What to work on
Format only the lines of the entries below from the line with "Exercise. Point to the necklace" through the end of the entries, both included, as a Markdown table with the columns "No." and "Line", numbering each row and skipping blank lines. Leave the pictures out of the table.

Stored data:
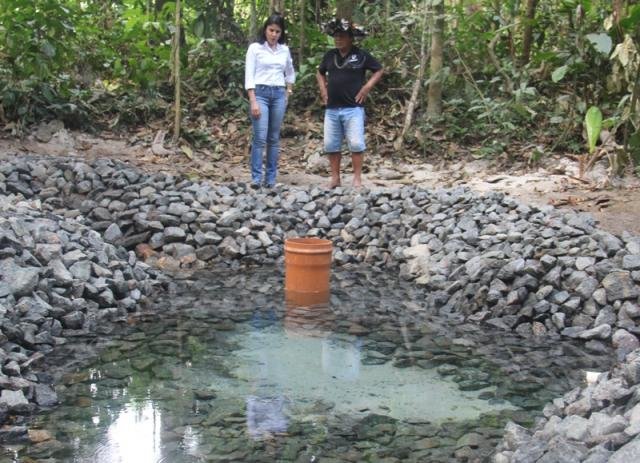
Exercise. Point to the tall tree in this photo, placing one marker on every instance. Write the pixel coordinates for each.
(527, 35)
(176, 73)
(434, 94)
(417, 84)
(253, 21)
(303, 16)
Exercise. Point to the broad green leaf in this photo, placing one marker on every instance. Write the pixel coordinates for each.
(188, 152)
(601, 42)
(624, 51)
(632, 21)
(48, 49)
(559, 73)
(593, 123)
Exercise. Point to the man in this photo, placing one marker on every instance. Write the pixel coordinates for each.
(343, 90)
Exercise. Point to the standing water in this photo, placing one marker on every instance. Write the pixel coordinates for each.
(223, 370)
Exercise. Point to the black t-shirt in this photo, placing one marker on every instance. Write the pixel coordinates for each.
(346, 76)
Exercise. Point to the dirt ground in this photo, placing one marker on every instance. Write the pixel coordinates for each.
(613, 202)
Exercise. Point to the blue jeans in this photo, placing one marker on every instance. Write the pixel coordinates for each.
(266, 132)
(341, 124)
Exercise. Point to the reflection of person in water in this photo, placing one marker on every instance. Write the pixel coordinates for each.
(266, 415)
(341, 359)
(265, 410)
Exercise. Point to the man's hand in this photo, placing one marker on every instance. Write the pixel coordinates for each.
(362, 94)
(322, 87)
(324, 97)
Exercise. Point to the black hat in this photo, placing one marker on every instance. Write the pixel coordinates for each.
(343, 25)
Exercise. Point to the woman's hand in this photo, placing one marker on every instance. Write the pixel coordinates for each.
(255, 110)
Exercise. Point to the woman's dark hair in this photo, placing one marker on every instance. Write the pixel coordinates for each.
(278, 20)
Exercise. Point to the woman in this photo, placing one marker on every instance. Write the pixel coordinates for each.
(268, 79)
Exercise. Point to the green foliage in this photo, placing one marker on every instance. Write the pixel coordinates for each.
(107, 64)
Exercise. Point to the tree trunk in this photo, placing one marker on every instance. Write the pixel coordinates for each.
(344, 9)
(527, 35)
(176, 74)
(434, 95)
(303, 16)
(276, 6)
(417, 84)
(253, 21)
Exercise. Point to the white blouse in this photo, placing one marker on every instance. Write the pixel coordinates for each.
(265, 66)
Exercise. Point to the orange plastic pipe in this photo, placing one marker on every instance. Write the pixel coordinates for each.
(307, 265)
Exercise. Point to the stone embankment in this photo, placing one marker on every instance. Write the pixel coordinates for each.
(69, 230)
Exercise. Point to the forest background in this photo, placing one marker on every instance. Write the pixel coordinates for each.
(500, 78)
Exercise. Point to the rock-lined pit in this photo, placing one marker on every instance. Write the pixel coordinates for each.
(489, 259)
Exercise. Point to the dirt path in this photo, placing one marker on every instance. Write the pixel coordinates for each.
(617, 209)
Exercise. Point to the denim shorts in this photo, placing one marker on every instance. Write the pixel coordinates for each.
(344, 124)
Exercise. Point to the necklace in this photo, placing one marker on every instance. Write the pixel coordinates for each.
(335, 61)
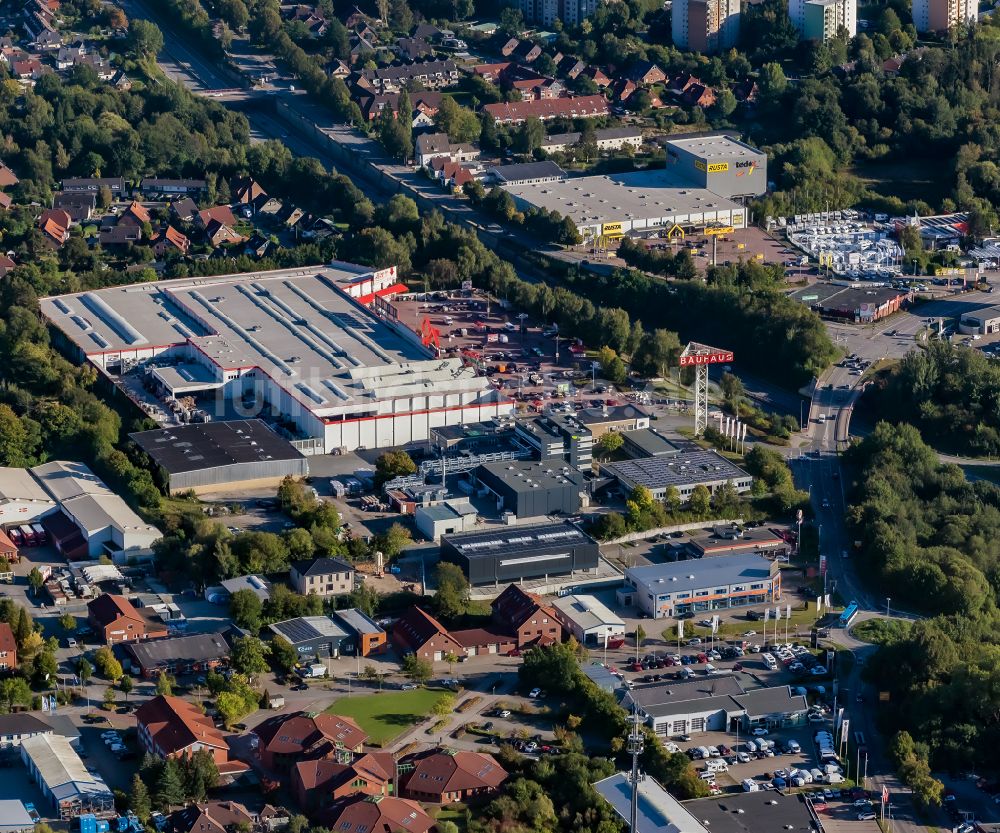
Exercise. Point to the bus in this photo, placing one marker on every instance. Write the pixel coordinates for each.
(850, 612)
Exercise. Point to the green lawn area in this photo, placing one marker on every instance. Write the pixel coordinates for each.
(383, 716)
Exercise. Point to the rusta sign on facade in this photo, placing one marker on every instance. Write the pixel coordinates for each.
(715, 357)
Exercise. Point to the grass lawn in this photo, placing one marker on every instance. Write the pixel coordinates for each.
(383, 716)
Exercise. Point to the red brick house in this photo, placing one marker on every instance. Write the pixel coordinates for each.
(319, 782)
(444, 776)
(417, 632)
(521, 613)
(376, 814)
(170, 727)
(287, 738)
(8, 648)
(116, 620)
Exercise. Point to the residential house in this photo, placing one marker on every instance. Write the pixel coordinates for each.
(169, 727)
(376, 814)
(29, 69)
(572, 107)
(116, 620)
(54, 225)
(8, 179)
(184, 209)
(155, 187)
(219, 234)
(432, 74)
(322, 576)
(322, 781)
(522, 613)
(120, 81)
(646, 73)
(115, 184)
(135, 215)
(287, 738)
(446, 776)
(417, 632)
(339, 69)
(122, 234)
(623, 89)
(596, 75)
(246, 191)
(213, 817)
(437, 145)
(570, 67)
(527, 52)
(220, 213)
(170, 240)
(79, 205)
(509, 47)
(8, 648)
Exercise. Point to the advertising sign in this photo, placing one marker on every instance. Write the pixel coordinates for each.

Full response
| No. | Line |
|---|---|
| 1 | Exercise. Point to the necklace in this photo, placing one marker on every instance. Write the pixel coordinates for each. |
| 2 | (335, 61) |
| 3 | Exercise. Point to the bus in this photo, placing one marker on every instance. Write the pixel coordinates for each. |
| 4 | (850, 612) |
| 5 | Exercise. Point to the green lawn area in this photo, placing one marker on every instance. Write the pixel coordinates for each. |
| 6 | (383, 716) |
| 7 | Exercise. Point to the rusta sign on facade in this photo, placing one marker on every instance. Write the pixel coordinates for each. |
| 8 | (715, 357) |
| 9 | Exercise. Point to the grass lawn in this photo, placing one marker on every instance. Write the pixel coordinates for each. |
| 10 | (383, 716) |
| 11 | Exercise. Point to the red brick house in this photo, placing one marker on every instance. Write the pixel coordinates for each. |
| 12 | (319, 782) |
| 13 | (444, 776) |
| 14 | (417, 632) |
| 15 | (521, 613) |
| 16 | (376, 814) |
| 17 | (170, 727) |
| 18 | (287, 738) |
| 19 | (8, 648) |
| 20 | (116, 620) |
| 21 | Exercise. Point to the residential house in this photo, placing one marker on every instance. Write the pixel coordinates for each. |
| 22 | (169, 727) |
| 23 | (376, 814) |
| 24 | (29, 69) |
| 25 | (572, 107) |
| 26 | (116, 620) |
| 27 | (54, 225) |
| 28 | (8, 179) |
| 29 | (184, 209) |
| 30 | (155, 187) |
| 31 | (219, 234) |
| 32 | (432, 74) |
| 33 | (322, 576) |
| 34 | (322, 781) |
| 35 | (522, 613) |
| 36 | (120, 81) |
| 37 | (646, 73) |
| 38 | (115, 184) |
| 39 | (135, 215) |
| 40 | (287, 738) |
| 41 | (446, 776) |
| 42 | (417, 632) |
| 43 | (339, 69) |
| 44 | (122, 234) |
| 45 | (623, 89) |
| 46 | (596, 75) |
| 47 | (246, 191) |
| 48 | (213, 817) |
| 49 | (437, 145) |
| 50 | (570, 67) |
| 51 | (527, 52) |
| 52 | (220, 213) |
| 53 | (170, 240) |
| 54 | (79, 205) |
| 55 | (509, 47) |
| 56 | (8, 648) |
| 57 | Exercise. Point to the advertising sign in this photo, placing one marker on every instance. Write the pixel coordinates for each. |